EXCERPTED RECORDS:
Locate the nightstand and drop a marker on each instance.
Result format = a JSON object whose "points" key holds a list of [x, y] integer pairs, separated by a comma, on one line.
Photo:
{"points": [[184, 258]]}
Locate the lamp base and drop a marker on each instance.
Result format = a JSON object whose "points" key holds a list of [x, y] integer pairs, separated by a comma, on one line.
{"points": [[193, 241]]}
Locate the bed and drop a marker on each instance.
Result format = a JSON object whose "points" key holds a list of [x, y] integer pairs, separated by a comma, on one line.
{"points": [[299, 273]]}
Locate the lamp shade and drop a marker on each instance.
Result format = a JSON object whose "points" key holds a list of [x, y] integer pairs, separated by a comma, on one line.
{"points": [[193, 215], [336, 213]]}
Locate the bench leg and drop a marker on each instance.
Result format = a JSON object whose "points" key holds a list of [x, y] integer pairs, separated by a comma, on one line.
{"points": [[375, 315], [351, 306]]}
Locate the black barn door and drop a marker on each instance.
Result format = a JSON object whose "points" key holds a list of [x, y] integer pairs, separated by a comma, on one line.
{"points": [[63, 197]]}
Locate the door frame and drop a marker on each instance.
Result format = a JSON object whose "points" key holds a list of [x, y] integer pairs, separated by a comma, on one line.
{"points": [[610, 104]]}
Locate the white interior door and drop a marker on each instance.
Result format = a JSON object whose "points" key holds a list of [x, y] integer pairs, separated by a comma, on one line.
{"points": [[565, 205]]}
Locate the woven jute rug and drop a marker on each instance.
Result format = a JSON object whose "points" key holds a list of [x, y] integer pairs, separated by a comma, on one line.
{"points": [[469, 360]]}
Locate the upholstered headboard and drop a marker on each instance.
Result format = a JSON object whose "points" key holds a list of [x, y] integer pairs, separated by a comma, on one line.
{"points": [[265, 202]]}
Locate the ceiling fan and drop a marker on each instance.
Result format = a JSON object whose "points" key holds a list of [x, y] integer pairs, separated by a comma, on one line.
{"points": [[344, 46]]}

THE PROBLEM:
Find the word "drop" in the entries and show each line where it is found.

RESPONSE TO THE EXERCISE:
Locate the nightstand and drop a marker on each instance.
Locate the lamp base and drop a marker on each instance.
Locate the bed and drop a marker on each instance.
Locate the lamp shade and drop a marker on each instance.
Locate the bench leg and drop a marker on each instance.
Locate the black barn door and drop a marker on each instance.
Locate the door frame and drop a marker on each instance.
Locate the white interior door and drop a marker on each instance.
Locate the woven jute rug and drop a marker on each instance.
Locate the upholstered headboard and drop a marker on each instance.
Locate the ceiling fan and drop a marker on each instance.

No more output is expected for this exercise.